:: INSTRUCTIONS FOR THE TASK ::
Will you quote every line of the material below word for word, in the same order?

= = = = = = =

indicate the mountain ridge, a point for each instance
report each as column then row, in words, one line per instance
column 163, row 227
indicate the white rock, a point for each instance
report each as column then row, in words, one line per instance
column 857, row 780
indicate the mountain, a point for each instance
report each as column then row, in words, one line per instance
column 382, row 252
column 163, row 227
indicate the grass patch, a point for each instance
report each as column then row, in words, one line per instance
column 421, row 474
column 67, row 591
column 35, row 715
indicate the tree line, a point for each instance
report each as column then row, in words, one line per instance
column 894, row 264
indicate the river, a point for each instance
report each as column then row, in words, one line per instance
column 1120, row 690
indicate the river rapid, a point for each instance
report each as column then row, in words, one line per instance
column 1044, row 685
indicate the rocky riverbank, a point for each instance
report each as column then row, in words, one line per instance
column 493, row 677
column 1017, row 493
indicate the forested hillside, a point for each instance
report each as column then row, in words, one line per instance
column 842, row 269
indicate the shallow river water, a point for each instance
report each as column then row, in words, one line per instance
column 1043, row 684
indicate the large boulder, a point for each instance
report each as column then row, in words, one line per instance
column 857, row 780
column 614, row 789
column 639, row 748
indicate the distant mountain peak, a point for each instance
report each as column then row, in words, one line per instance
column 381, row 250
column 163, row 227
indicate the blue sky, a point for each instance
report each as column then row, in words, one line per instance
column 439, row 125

= = = = = = =

:: OUTPUT FOR THIS EXERCISE ::
indicate the mountain ridge, a point for each instance
report each as column then row, in words, one line per instance
column 163, row 227
indicate the white rock, a point for each instance
report each as column then row, in words, one line per instance
column 857, row 780
indicate the mountain, a point for each instance
report each as column then row, in words, one line per instance
column 382, row 252
column 163, row 227
indicate the grass patch, a point for each instance
report each as column then row, in words, one line per instance
column 421, row 474
column 67, row 591
column 35, row 715
indicate the tree line, a point for each instance
report each as column then row, in words, one line per instance
column 894, row 264
indicate the river, a point for each instance
report each as column then row, in words, one line per instance
column 1120, row 690
indicate the river rapid, a point for each instance
report each as column then row, in words, one line per instance
column 1044, row 685
indicate the rocky riverbank, a point for each instance
report each as column then row, in words, one line per instance
column 493, row 677
column 1017, row 493
indicate the forested hillside, a point for each instance
report each as column then row, in words, one line per instance
column 842, row 269
indicate the shallow river water, a point for each instance
report each as column then row, in words, one line per instance
column 1043, row 684
indicate the large boulder, a point for each instance
report each as column then row, in words, one line per instance
column 857, row 780
column 614, row 789
column 639, row 748
indicate the distant mountain peak, a point for each instance
report each as column then row, in words, one line per instance
column 381, row 250
column 163, row 227
indicate the blue sky, a point for each instance
report each as column then row, in words, one line per instance
column 439, row 125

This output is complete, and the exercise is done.